Extracted material
##########

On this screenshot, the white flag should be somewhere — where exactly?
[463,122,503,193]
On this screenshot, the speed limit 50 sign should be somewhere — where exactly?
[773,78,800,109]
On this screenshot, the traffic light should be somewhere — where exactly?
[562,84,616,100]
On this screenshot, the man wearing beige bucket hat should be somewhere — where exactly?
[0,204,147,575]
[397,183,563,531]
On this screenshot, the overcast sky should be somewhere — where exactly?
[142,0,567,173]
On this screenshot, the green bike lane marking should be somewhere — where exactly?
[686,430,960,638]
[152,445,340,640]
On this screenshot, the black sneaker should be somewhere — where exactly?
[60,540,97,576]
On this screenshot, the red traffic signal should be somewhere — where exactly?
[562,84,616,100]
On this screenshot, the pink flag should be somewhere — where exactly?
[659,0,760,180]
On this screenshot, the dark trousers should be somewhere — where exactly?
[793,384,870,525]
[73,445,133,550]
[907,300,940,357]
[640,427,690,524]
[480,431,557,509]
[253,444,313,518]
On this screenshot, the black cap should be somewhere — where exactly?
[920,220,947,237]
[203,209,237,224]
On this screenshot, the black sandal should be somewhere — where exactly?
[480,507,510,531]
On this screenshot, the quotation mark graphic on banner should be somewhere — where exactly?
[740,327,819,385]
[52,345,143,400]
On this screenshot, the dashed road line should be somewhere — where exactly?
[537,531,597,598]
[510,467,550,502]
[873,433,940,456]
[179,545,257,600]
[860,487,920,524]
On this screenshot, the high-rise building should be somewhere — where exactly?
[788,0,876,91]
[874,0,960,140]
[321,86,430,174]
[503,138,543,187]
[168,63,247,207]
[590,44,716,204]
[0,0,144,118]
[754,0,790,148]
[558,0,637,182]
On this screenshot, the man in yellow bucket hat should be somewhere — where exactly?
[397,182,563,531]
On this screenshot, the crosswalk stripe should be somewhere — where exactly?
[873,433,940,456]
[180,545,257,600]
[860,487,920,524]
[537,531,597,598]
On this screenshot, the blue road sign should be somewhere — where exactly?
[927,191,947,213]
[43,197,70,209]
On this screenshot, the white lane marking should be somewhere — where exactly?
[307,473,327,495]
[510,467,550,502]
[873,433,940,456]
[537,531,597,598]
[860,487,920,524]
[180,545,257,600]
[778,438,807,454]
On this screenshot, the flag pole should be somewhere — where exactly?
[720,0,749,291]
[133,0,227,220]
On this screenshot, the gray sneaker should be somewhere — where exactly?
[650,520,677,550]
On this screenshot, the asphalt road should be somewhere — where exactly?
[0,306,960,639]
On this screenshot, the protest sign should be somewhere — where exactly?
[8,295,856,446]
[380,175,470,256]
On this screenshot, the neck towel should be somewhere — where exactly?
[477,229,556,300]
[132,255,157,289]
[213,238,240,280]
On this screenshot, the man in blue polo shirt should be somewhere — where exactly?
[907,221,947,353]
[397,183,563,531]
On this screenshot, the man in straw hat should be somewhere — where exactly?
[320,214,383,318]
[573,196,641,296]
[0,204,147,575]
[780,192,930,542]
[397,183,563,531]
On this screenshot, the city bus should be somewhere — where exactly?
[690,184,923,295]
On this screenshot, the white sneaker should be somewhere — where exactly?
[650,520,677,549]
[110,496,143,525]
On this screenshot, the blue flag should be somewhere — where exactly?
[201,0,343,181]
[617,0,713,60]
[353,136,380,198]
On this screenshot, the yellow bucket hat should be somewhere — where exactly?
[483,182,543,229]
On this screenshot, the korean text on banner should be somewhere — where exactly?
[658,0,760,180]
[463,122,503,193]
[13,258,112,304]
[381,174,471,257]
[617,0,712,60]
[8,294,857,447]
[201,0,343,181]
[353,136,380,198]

##########

▶ _EXERCISE_: Copy all of the material above word for word, line for line.

▶ _FINISHED TASK_:
On this screenshot, the white flag should be somewhere — where exactly?
[463,122,503,193]
On this screenshot, the speed limit 50 sign should be somewhere — where exactly?
[773,78,800,109]
On this screenshot, the traffic light should be somewhere — where exactly?
[562,84,616,100]
On this screenshot, the man wearing beige bucket hat should be somewhere — where exactly?
[0,204,147,575]
[397,183,563,531]
On this screenshot, the overcast sky should be somewhere — where exactly?
[142,0,567,173]
On this screenshot, the green bike lane marking should be somewhere — where exactly?
[686,430,960,638]
[152,445,340,640]
On this screenshot, the black sneaker should be somewhere — where exactly?
[60,540,97,576]
On this screenshot, the red traffic signal should be somewhere — where exactly?
[562,84,616,100]
On this screenshot, the pink flag should be somewhere — where exactly?
[659,0,760,180]
On this screenshot, the dark trousers should be somewhere — where exactly?
[793,384,870,525]
[73,445,133,550]
[907,300,940,357]
[640,427,690,524]
[480,431,557,509]
[253,444,313,518]
On this screenshot, the black cap should be somewhere — where exactly?
[920,220,947,237]
[203,209,237,224]
On this screenshot, the black sandal should be somewhere — where exactly?
[480,507,510,531]
On this screenshot, the quotation mark graphic on banner should be somewhere — where exactly?
[740,327,819,385]
[52,345,143,400]
On this screenshot, the dashed road line should be somewhere — where exactly?
[537,531,597,598]
[510,467,550,502]
[873,433,940,456]
[179,545,257,600]
[860,487,920,524]
On this screenshot, the high-rise building should be somewhere — where exactly?
[788,0,876,91]
[874,0,960,140]
[321,86,430,174]
[503,138,543,187]
[168,63,247,207]
[590,44,716,204]
[0,0,144,118]
[754,0,790,148]
[558,0,637,182]
On this screenshot, the man in yellow bucket hat should be somewhere — where exactly?
[397,182,563,531]
On this screenshot, the crosswalk stripe should be somewhere — where exactly?
[873,433,940,456]
[180,545,257,600]
[860,487,920,524]
[537,531,597,598]
On this screenshot, the blue road sign should be somewhere — where exactly?
[927,191,947,213]
[43,197,70,209]
On this screenshot, the white lane marking should be somewhere — where exactly?
[307,473,327,495]
[510,467,550,502]
[873,433,940,456]
[537,531,597,598]
[860,487,920,524]
[180,545,257,600]
[778,438,807,454]
On this screenshot, the flag pole should be somewhere — where exactly?
[720,0,749,291]
[133,0,227,220]
On this screenshot, the gray sneaker should be somewhere — where exactly?
[650,520,677,550]
On this screenshot, the asphalt road should be somewhere — where exactly?
[0,306,960,639]
On this screenshot, the protest sign should be somewhere — where exactly?
[8,295,856,446]
[380,175,470,256]
On this screenshot, the neck towel should be somewhere — where exactly?
[477,229,556,300]
[132,255,157,289]
[213,238,240,280]
On this screenshot, the man in blue polo shirt should be somewhere — where exactly?
[907,221,947,353]
[397,183,563,531]
On this screenshot, the man in straw hat should be somewhere — where exactly?
[320,214,383,318]
[573,196,641,296]
[0,204,147,575]
[780,192,930,542]
[397,183,563,531]
On this screenshot, the city bus should be somewhere — where exactly?
[690,184,923,295]
On this screenshot, the white sneaker should be somewhere — where exactly?
[650,520,677,549]
[110,496,143,525]
On this screenshot, the blue flag should be somewhere — where exactly?
[201,0,343,181]
[617,0,713,60]
[353,136,380,198]
On this screenshot, the yellow bucket hat should be somewhere — where exactly?
[483,182,543,229]
On this screenshot, the korean text on banner should be somewhere — where exactly?
[658,0,760,180]
[463,122,503,193]
[13,258,112,304]
[381,174,471,257]
[617,0,712,60]
[8,294,857,447]
[201,0,343,181]
[353,136,380,198]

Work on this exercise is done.